= TASK DESCRIPTION =
Take up the text on EFPIA's assessment of the Commission's pharmaceutical proposals and continue it from the point where it stops.

= TEXT UNDER STUDY =

Research commissioned by lobby group EFPIA shows Germany, Belgium and France will be among those hit hardest if the Commission’s proposals go ahead. In total, R&D would be cut by €2B per annum
The European Federation of Pharmaceutical Industries and Associations (EFPIA) is keeping up the pressure over the Commission’s pharmaceutical legislation, publishing a new assessment in which it concludes the draft proposals would hasten the existing trend which has seen Europe’s position in pharma R&D investment deteriorate in comparison to the US, China and Japan.
The science base in almost all member states would be affected, with Germany set to be hit hardest, losing around €626 million every year. Belgium would miss out on R&D projects worth €381million and France €326 million.
The data shows that the Commission’s proposals to reduce regulatory data protection which EFPIA says is, “a vital component of intellectual property, for a large number of breakthrough medicines,” will reduce the incentive for companies to invest in this type of drug by 55% in Europe over the next 15 years.
This translates into “a significant impact on European innovation and competitiveness,” EFPIA says, with the Commission proposals expected to escalate a trend which has already seen Europe lose a quarter of its global R&D investment in the last 20 years.
Unless the proposals change, Europe’s share of global R&D investment is predicted to further reduce by a third, from 32% of global R&D expenditure, to 21% by 2040. That equates to €2 billion in lost R&D investments each year.

[Stored data entries]
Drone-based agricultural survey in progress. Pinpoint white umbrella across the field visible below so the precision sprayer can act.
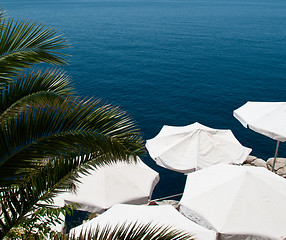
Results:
[180,164,286,240]
[233,102,286,171]
[146,122,251,173]
[70,204,216,240]
[56,159,159,212]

= RESULT OF THE TASK =
Overall, one in five drug development programmes that depend on regulatory data protection would no longer be economically viable in Europe. That means development of around 50 out of 225 expected new treatments would be foregone over the next 15 years.
Biotech SMEs would be most impacted by the proposals, worsening a situation which is already seeing Europe’s biotech base move to the more predictable financial ecosystems in the US and China.
The European Commission is also proposing to change the incentives for orphan drugs, which EFPIA says will disproportionately hit research for the 1.5 million patients with a rare disease, leading to loss of 45 orphan drug programmes.
Additional EFPIA research suggests that proposed tightening of the definition of ‘unmet medical need’ means that only 18% of recently developed products would meet the criteria, with a heavy impact felt in areas including cardiovascular disease, diabetes and HIV.
In 2010, Europe accounted for 37% of global R&D; by 2020 that had dropped to 32%. This latest research suggests this will fall to 25% by 2030, and by 2040 to just 21% of research and development activity compared with the other regions. Meanwhile, China’s contribution is expected to leap from 2% in 2010 to 17% in 2040.